_EXTRAIT SOURCE_

"""

Touchant, émouvant, parfois provoquant mais avec tact et gentillesse, Granma. Les trombones de La Havane tient sans nul doute une place à part dans la programmation 2019 du Festival d’Avignon. Jouée au Cloître des Carmes jusqu’au 23 juillet, la pièce est l’incarnation d’un théâtre documentaire suffisamment rare pour être saluée. Elle est interprétée par quatre jeunes Cubains, âgés de 25 à 35 ans, quatre petits-enfants de la révolution cubaine vivant encore chez leurs parents et grands-parents. Ils viennent raconter leur vie à Cuba, leur histoire familiale, chacune marquée par la figure tutélaire d’un grand-père ou d’une grand-mère révolutionnaire ayant vécu les transformations radicales qu’a connu le pays à partir de 1959, année du triomphe des rebelles conduits par Fidel Castro et de la fuite du dictateur Fulgencio Batista.

"""

_OBJECTIFS_
a) D'après l'extrait :
(i) Jusqu'à quelle date la pièce est-elle jouée au Cloître des Carmes ?
(ii) Quel âge ont les quatre interprètes ?
(iii) Quel dictateur a pris la fuite en 1959 ?
b) Reprenez fidèlement le passage de l'extrait qui va de « Touchant, émouvant, parfois » jusqu'à « dictateur Fulgencio Batista. » inclus.
Les lignes qui suivent ne sont pas nécessaires.

_MATÉRIEL_
"""

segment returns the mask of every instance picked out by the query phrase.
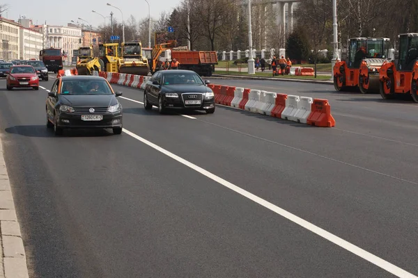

"""

_RÉSULTATS PAR TÂCHE_
a)
(i) Jusqu'au 23 juillet.
(ii) De 25 à 35 ans.
(iii) Fulgencio Batista.

b)
Touchant, émouvant, parfois provoquant mais avec tact et gentillesse, Granma. Les trombones de La Havane tient sans nul doute une place à part dans la programmation 2019 du Festival d’Avignon. Jouée au Cloître des Carmes jusqu’au 23 juillet, la pièce est l’incarnation d’un théâtre documentaire suffisamment rare pour être saluée. Elle est interprétée par quatre jeunes Cubains, âgés de 25 à 35 ans, quatre petits-enfants de la révolution cubaine vivant encore chez leurs parents et grands-parents. Ils viennent raconter leur vie à Cuba, leur histoire familiale, chacune marquée par la figure tutélaire d’un grand-père ou d’une grand-mère révolutionnaire ayant vécu les transformations radicales qu’a connu le pays à partir de 1959, année du triomphe des rebelles conduits par Fidel Castro et de la fuite du dictateur Fulgencio Batista.